What is being asked >> Rewrite all the records below, changing every "segmentation" to "outline" and leaving everything else the same.

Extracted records
• • • •

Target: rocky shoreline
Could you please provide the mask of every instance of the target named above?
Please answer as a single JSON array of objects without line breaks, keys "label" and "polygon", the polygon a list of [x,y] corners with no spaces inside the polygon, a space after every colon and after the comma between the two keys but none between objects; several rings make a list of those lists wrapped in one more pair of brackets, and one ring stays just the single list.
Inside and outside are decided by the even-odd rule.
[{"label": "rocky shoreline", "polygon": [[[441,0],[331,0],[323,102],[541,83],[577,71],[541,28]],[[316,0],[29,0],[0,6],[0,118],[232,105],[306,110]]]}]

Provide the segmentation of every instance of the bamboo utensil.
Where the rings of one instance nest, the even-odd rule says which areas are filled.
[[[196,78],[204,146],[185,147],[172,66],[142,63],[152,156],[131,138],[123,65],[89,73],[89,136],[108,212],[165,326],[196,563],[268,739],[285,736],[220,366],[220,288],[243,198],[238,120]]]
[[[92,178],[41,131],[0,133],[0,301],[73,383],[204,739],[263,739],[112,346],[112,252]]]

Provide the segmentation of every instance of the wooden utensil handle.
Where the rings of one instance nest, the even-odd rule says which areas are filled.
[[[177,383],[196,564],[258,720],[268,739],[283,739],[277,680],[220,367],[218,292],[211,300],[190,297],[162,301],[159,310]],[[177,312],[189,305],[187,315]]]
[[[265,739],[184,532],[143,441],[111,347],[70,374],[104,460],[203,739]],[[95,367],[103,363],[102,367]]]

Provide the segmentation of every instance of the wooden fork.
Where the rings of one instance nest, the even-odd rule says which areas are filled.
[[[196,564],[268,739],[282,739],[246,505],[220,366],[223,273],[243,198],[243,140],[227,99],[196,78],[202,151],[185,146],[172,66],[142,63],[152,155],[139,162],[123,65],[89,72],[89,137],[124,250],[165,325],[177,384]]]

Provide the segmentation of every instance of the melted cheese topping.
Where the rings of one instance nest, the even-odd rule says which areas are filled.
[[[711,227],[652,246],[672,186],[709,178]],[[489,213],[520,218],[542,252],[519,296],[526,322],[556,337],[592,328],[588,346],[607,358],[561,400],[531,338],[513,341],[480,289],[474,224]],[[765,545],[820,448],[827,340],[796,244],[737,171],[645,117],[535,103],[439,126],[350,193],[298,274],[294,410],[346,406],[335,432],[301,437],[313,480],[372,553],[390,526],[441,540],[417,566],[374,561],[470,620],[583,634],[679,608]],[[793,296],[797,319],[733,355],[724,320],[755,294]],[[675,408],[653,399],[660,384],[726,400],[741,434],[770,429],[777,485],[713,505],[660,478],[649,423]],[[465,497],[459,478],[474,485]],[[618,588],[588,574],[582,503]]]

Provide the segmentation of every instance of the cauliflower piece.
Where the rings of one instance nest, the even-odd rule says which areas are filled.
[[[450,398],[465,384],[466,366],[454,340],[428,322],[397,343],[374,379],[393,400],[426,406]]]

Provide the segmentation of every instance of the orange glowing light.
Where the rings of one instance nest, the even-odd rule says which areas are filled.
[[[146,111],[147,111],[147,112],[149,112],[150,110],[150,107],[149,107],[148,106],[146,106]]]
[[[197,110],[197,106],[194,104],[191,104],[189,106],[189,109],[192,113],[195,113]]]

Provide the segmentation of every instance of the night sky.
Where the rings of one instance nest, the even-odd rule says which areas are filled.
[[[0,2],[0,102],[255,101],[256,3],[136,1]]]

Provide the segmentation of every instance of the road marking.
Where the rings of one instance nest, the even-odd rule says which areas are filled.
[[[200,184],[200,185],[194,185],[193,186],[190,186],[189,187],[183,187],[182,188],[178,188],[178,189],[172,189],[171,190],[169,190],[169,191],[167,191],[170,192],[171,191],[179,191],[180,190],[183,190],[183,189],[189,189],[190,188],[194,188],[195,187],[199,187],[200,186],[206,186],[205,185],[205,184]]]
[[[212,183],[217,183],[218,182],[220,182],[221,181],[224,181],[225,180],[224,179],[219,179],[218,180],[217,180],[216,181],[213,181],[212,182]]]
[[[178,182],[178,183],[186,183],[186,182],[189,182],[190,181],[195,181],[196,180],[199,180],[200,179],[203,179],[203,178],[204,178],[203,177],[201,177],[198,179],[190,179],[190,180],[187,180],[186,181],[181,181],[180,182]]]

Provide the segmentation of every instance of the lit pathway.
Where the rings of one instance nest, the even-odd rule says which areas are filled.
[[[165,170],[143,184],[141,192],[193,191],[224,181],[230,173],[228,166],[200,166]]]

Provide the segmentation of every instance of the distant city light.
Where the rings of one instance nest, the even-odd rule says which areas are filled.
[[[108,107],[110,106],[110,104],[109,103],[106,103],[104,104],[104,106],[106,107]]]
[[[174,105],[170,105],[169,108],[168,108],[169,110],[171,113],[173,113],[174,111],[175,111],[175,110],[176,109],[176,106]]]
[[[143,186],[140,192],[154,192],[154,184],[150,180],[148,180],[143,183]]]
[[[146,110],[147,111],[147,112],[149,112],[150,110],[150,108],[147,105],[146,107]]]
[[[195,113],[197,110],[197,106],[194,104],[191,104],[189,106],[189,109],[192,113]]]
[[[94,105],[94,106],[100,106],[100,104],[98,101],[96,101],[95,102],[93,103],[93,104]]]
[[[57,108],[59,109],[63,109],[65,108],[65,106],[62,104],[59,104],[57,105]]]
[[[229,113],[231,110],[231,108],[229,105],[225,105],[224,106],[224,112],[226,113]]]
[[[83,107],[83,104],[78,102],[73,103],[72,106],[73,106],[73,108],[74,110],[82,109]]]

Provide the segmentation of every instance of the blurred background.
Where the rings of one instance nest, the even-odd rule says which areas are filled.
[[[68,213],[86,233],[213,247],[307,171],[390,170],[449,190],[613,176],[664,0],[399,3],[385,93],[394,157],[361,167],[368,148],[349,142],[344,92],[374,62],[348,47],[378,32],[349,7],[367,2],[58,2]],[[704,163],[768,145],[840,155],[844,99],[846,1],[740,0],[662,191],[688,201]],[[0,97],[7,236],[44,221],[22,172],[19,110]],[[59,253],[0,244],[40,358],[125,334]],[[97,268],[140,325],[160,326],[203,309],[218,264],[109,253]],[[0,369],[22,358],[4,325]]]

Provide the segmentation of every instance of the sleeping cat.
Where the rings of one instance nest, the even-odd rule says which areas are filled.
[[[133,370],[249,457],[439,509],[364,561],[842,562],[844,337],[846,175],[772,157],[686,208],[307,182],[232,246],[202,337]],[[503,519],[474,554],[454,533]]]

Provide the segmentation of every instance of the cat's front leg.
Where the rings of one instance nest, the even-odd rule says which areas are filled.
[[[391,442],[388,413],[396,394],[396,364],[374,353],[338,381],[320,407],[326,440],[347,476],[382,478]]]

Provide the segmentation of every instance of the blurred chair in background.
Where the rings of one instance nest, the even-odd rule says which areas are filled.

• • • •

Completed task >>
Target: rocky shoreline
Could you please provide the mask of every instance of the target named above?
Please answer as a single JSON array of objects without line breaks, keys "label" and "polygon", the polygon a list of [x,y] corners with no spaces inside the polygon, a space after every colon and after the comma between the two keys but none between objects; several rings make a list of those lists wrapped in one more pair of brackets, and one ring stays just the single list.
Inside and outside are decided by the even-odd rule.
[{"label": "rocky shoreline", "polygon": [[[441,0],[331,0],[323,102],[541,83],[577,71],[541,28]],[[316,0],[29,0],[0,6],[0,118],[232,105],[306,110]]]}]

Provide the outline of every instance of the bamboo utensil.
Where the rings of one instance nest, the even-odd rule says which areas are filled.
[[[196,78],[204,146],[185,147],[172,66],[142,63],[152,156],[131,138],[123,65],[89,73],[89,136],[108,212],[165,326],[196,563],[268,739],[285,736],[220,366],[220,288],[243,198],[238,120]]]
[[[92,178],[41,131],[0,133],[0,301],[73,383],[204,739],[263,739],[112,346],[112,252]]]

Provide the outline of every instance of the wooden utensil handle.
Where the rings of one instance nest, the even-odd rule says which areas are filled.
[[[177,383],[196,564],[258,720],[268,739],[283,739],[277,680],[220,367],[218,292],[211,300],[190,297],[162,301],[159,310]],[[177,312],[189,305],[187,315]]]
[[[265,739],[184,532],[143,441],[111,347],[70,374],[104,460],[203,739]],[[95,367],[103,363],[102,367]]]

Provide the outline of every instance of the wooden fork.
Where the rings of one instance nest, the even-odd rule says which areas are filled.
[[[196,564],[268,739],[282,739],[246,505],[220,366],[223,273],[243,198],[243,140],[227,99],[196,78],[202,151],[185,146],[172,66],[142,63],[152,155],[139,162],[123,65],[89,72],[89,137],[124,250],[165,325],[177,384]]]

Provide the outline of every instance of the melted cheese topping.
Where the rings of one instance nest, the even-odd rule says which areas are filled.
[[[711,227],[652,246],[672,186],[709,178]],[[489,213],[520,218],[542,252],[519,296],[526,322],[556,337],[592,328],[588,346],[607,358],[561,400],[531,338],[513,341],[480,289],[474,224]],[[765,545],[820,448],[827,340],[796,244],[737,171],[645,117],[535,103],[439,126],[350,193],[298,274],[294,410],[346,406],[335,432],[301,437],[313,480],[372,553],[390,526],[441,540],[417,566],[374,561],[470,620],[583,634],[679,608]],[[793,296],[797,319],[733,355],[724,320],[755,294]],[[675,408],[653,399],[660,384],[726,400],[741,434],[770,429],[777,485],[713,505],[660,478],[649,423]],[[465,497],[459,478],[474,485]],[[618,588],[588,574],[582,503]]]

Provide the outline of every instance of the cauliflower piece.
Where the rings of one instance nest, the even-odd rule says which areas are filled.
[[[450,398],[465,384],[466,366],[454,340],[428,322],[397,343],[374,379],[393,400],[426,406]]]

Provide the outline of every instance of the orange glowing light.
Where the rings of one instance nest, the even-odd rule says which areas are filled.
[[[146,111],[147,111],[147,112],[149,112],[150,110],[150,107],[149,107],[148,106],[146,106]]]
[[[197,110],[197,106],[194,104],[191,104],[189,106],[189,109],[192,113],[195,113]]]

Provide the outline of every instance of the night sky.
Where the rings of one instance nest, the even-odd rule says which areas are filled.
[[[0,2],[0,102],[255,101],[256,3],[136,1]]]

Provide the outline of every instance of the road marking.
Where the rings of one instance nest, the even-odd rule says which areas are filled.
[[[200,184],[200,185],[194,185],[193,186],[190,186],[189,187],[183,187],[182,188],[178,188],[178,189],[172,189],[171,190],[169,190],[169,191],[167,191],[170,192],[171,191],[179,191],[180,190],[183,190],[183,189],[189,189],[190,188],[194,188],[195,187],[199,187],[200,186],[206,186],[205,185],[205,184]]]
[[[212,183],[217,183],[218,182],[220,182],[221,181],[224,181],[225,180],[224,179],[219,179],[218,180],[217,180],[216,181],[213,181],[212,182]]]
[[[178,182],[178,183],[186,183],[186,182],[189,182],[190,181],[195,181],[196,180],[199,180],[200,179],[203,179],[203,178],[204,178],[203,177],[201,177],[198,179],[190,179],[190,180],[187,180],[186,181],[181,181],[180,182]]]

Provide the outline of every instance of the lit pathway.
Where the rings of one instance nest, the even-odd rule says which areas are filled.
[[[165,170],[143,184],[141,192],[193,191],[224,181],[230,173],[228,166],[200,166]]]

Provide the outline of every instance of the distant city light.
Where the rings of one instance nest, the even-odd rule says which areas are filled.
[[[108,107],[110,106],[110,104],[109,103],[106,103],[104,104],[104,106],[106,107]]]
[[[174,105],[170,105],[169,108],[168,108],[169,110],[171,113],[173,113],[174,111],[175,111],[175,110],[176,109],[176,106]]]
[[[143,186],[140,192],[154,192],[154,184],[150,180],[148,180],[143,183]]]
[[[146,110],[147,111],[147,112],[149,112],[150,110],[150,108],[147,105],[146,107]]]
[[[195,113],[197,110],[197,106],[194,104],[191,104],[189,106],[189,109],[192,113]]]
[[[94,105],[94,106],[100,106],[100,104],[98,101],[96,101],[95,102],[93,103],[93,104]]]
[[[57,108],[59,109],[63,109],[65,108],[65,106],[62,104],[59,104],[57,105]]]
[[[229,113],[231,110],[231,108],[229,105],[225,105],[224,106],[224,112],[226,113]]]
[[[83,107],[83,104],[78,102],[73,103],[72,106],[73,106],[73,108],[74,110],[82,109]]]

Provide the outline of every instance of the blurred background.
Where the rings of one instance nest, the even-odd rule says which areas are filled.
[[[68,213],[86,233],[213,247],[307,171],[390,170],[449,190],[613,176],[664,0],[399,3],[385,93],[394,157],[361,167],[368,148],[349,142],[344,92],[374,62],[348,47],[378,32],[349,7],[367,2],[58,2]],[[704,163],[768,145],[840,155],[844,99],[846,1],[740,0],[662,191],[688,201]],[[0,97],[7,236],[44,221],[22,172],[19,110]],[[59,253],[0,244],[40,358],[125,334]],[[97,268],[140,325],[160,326],[203,309],[218,264],[109,253]],[[0,369],[22,358],[4,325]]]

Provide the outline of every instance of the sleeping cat.
Where the rings of one instance nest, the even-odd rule says which areas are filled.
[[[133,370],[249,457],[439,509],[364,561],[842,562],[844,337],[846,175],[772,157],[686,208],[307,182],[232,246],[202,337]],[[503,519],[474,554],[454,533]]]

Provide the outline of every instance of the cat's front leg.
Where the rings of one instance nest, the even-odd rule says which areas are filled.
[[[391,442],[388,413],[396,394],[396,364],[374,353],[338,381],[320,407],[326,440],[347,476],[382,478]]]

Provide the outline of every instance of the blurred chair in background.
Where the rings of one instance nest, the even-odd rule says which areas are filled.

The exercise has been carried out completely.